Task to carry out
Print every one of the records below again, character for character, changing nothing and adding nothing.

Dataset excerpts
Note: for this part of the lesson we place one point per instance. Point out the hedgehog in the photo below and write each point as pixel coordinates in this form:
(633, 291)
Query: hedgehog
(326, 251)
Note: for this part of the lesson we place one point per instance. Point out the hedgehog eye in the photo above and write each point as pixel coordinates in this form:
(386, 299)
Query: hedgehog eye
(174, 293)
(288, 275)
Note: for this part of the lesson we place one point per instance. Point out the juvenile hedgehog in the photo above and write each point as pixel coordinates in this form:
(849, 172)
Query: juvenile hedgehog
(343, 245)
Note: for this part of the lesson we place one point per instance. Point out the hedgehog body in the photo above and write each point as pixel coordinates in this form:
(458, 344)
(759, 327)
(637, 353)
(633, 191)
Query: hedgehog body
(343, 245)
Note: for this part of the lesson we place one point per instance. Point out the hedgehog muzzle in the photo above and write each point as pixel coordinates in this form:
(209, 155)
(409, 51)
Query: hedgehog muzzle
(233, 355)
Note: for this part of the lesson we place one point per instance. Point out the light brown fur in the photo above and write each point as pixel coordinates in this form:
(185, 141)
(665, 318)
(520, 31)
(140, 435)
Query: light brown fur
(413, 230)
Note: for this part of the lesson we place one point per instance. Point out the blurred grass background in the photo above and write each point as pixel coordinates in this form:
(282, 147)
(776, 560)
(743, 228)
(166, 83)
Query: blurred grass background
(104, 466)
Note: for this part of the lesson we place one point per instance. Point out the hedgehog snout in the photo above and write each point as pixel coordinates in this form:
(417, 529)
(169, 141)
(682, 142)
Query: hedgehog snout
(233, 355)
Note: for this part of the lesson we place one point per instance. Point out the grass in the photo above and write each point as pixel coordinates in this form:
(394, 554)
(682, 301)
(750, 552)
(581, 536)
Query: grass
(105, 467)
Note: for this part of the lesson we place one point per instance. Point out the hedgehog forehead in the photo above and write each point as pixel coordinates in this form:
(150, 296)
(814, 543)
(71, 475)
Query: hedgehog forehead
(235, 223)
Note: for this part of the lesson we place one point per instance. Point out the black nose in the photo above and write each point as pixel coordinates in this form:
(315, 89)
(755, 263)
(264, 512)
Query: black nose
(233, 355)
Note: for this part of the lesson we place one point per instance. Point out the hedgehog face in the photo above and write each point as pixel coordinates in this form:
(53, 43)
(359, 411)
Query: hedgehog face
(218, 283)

Solution to this exercise
Note: for this part of the lesson we place one point per instance. Point out the hedgehog in the photo below and write each point as pixel coordinates in this form:
(633, 291)
Query: hedgehog
(326, 251)
Note: for this part of the lesson we place one point per instance. Point out the hedgehog eye in the photo above and write each point as pixel coordinates in this form:
(386, 299)
Query: hedgehog eye
(174, 293)
(288, 275)
Note: for this part of the lesson we place one point per instance. Point out the juvenile hedgehog in the photo above and write each point as pixel coordinates in this form:
(849, 172)
Query: juvenile hedgehog
(343, 245)
Note: for this part of the lesson we place one point per instance. Point out the hedgehog body in the photo above and write each point as pixel coordinates in this form:
(458, 344)
(759, 327)
(637, 353)
(633, 191)
Query: hedgehog body
(343, 245)
Note: for this part of the lesson we place one point per instance. Point out the hedgehog muzzle in the photo above and write each point as pixel coordinates in this form:
(209, 155)
(409, 51)
Query: hedgehog muzzle
(233, 355)
Note: for this part of the lesson we place one point per instance. Point out the light brown fur in the photo above and write each point as pixel coordinates in this form:
(185, 141)
(665, 318)
(520, 31)
(140, 435)
Query: light brown fur
(413, 230)
Note: for this part of the lesson we place one point per instance. Point out the blurred grass background in the photo above and write each point as pixel coordinates in this form:
(282, 147)
(776, 560)
(743, 228)
(166, 83)
Query: blurred grass background
(104, 466)
Note: for this part of the lesson we place one point per instance. Point out the hedgehog snout in the photo above and write each point as pixel coordinates in this form:
(417, 529)
(169, 141)
(682, 142)
Query: hedgehog snout
(233, 355)
Note: for this part of the lesson we place one point per instance. Point out the grass in the photo above and write each point as pixel coordinates in this form:
(394, 554)
(682, 301)
(750, 552)
(581, 536)
Query: grass
(105, 467)
Note: for this part of the lesson we place one point per instance. Point out the hedgehog forehead in the photo above and write each point as pixel coordinates in this form:
(150, 296)
(814, 543)
(71, 475)
Query: hedgehog forehead
(235, 223)
Note: for this part of the lesson we place one point per instance. Point out the black nose in the photo above and write each point as pixel coordinates in this form:
(315, 89)
(755, 263)
(264, 512)
Query: black nose
(233, 355)
Note: for this part of the lesson we place one point per instance. Point out the hedgehog face in the photo above and write each point as pixel coordinates in this form:
(53, 43)
(359, 411)
Query: hedgehog face
(218, 283)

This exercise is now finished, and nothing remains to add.